[READING PASSAGE Boundary: Start]

Update (July 6, 11:03 p.m.): Powers' letter in response to Cigarroa's request for his resignation was obtained and published by the Austin American-Statesman on Sunday.
In the letter written on Friday, Powers said he would not resign immediately but was willing to discuss a timeline for exiting after the 2015 legislative session.
“Throughout my tenure, I have always striven to act in the best interests of the University,” Powers said. “I believe a graceful rather than abrupt departure after nine years in office is in keeping with that."
Original Story: UT System Chancellor Francisco Cigarroa told President William Powers Jr. he must resign from his position or be removed by the Board of Regents at an upcoming meeting, according to media reports on Friday.
According to The Texas Tribune and the Austin American-Statesman, anonymous sources said Powers must resign before next week’s Board of Regents meeting on July 10. The sources said Powers declined to do so but was willing to discuss a timeline for exiting. UT spokesman Gary Susswein declined to comment.
The reports come weeks after the System announced in June it would hire an outside firm to conduct an investigation into UT’s admissions process.
In May, the System released findings of its own limited investigation into legislative influence over admissions. That inquiry, conducted by two System officials, found no evidence of structured system of wrongdoing, but determined instances where letters from legislators sent directly to Powers or a dean likely influenced the admissions process.
In light of the reports, students, faculty and alumni have voiced their support for Powers. After speaking with the parties involved, Texas Exes President Kay Bailey Hutchison and Chairman Charles Matthews confirmed the reports in a letter sent to members of the alumni association on Sunday. Hutchison and Matthews called Powers “a great leader” and said his removal would be harmful to the University.
“A forced resignation or firing would be a travesty for UT,” Hutchison and Matthews said. “It would cause further tension with legislators regarding UT System, would compound unrest among faculty, students, and alumni, and invoke serious harm to the institution’s reputation in the national spotlight.”
Hutchison and Matthews said they were hopeful Cigarroa and Powers would be able to agree on a “succession plan.” On Friday, the Faculty Council Executive Committee also released a statement in support of Powers.
"On behalf of the General Faculty of UT Austin, the Faculty Council Executive Committee unanimously reiterates its strong support for the presidency of William Powers who, under extraordinarily difficult circumstances, has fulfilled his position with distinction," the committee said. "He has greatly enhanced the quality and stature of the institution's undergraduate education, its graduate programs, its research mission, its commitment to medical education and care, and its service to the community and to higher education generally."

[READING PASSAGE Boundary: End]
[DATA UNDER STUDY Boundary: Start]

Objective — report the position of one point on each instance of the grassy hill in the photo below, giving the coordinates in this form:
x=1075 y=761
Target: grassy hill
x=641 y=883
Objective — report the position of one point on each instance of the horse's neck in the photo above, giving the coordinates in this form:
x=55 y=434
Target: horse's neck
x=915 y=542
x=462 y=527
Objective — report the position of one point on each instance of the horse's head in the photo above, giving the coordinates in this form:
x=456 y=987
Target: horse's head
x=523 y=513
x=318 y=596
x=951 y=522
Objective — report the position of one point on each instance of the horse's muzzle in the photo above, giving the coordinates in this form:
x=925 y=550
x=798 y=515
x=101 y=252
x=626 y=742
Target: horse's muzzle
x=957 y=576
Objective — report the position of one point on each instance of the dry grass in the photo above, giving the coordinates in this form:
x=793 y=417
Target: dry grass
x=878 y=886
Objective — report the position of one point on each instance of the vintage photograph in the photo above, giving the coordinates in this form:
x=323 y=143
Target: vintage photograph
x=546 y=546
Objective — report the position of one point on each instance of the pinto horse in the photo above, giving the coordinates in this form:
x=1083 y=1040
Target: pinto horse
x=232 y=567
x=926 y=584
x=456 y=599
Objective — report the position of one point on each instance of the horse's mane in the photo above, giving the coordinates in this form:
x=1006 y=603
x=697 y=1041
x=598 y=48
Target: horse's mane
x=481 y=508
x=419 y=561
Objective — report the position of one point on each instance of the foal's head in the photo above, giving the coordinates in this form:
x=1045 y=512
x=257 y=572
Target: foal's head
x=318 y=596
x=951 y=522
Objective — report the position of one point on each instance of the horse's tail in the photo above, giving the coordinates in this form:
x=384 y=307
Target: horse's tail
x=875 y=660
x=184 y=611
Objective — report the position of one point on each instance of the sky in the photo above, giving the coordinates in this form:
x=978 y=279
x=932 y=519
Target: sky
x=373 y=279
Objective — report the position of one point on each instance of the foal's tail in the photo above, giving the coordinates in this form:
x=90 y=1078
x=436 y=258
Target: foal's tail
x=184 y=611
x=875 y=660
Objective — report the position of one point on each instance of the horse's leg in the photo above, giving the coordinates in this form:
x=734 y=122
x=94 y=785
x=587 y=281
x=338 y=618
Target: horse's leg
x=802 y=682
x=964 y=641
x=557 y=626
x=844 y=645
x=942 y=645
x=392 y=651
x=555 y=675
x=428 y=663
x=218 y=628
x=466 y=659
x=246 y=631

[DATA UNDER STUDY Boundary: End]

TASK OBJECTIVE>
Answer these questions from the article about Powers and the UT System:
1. On what date is the Board of Regents meeting scheduled?
2. Who is the president of Texas Exes?
3. How many years had Powers been in office, according to his letter?
Answer using only the article about Powers and the UT System.

EXERCISE OUTPUT>
1. July 10
2. Kay Bailey Hutchison
3. Nine years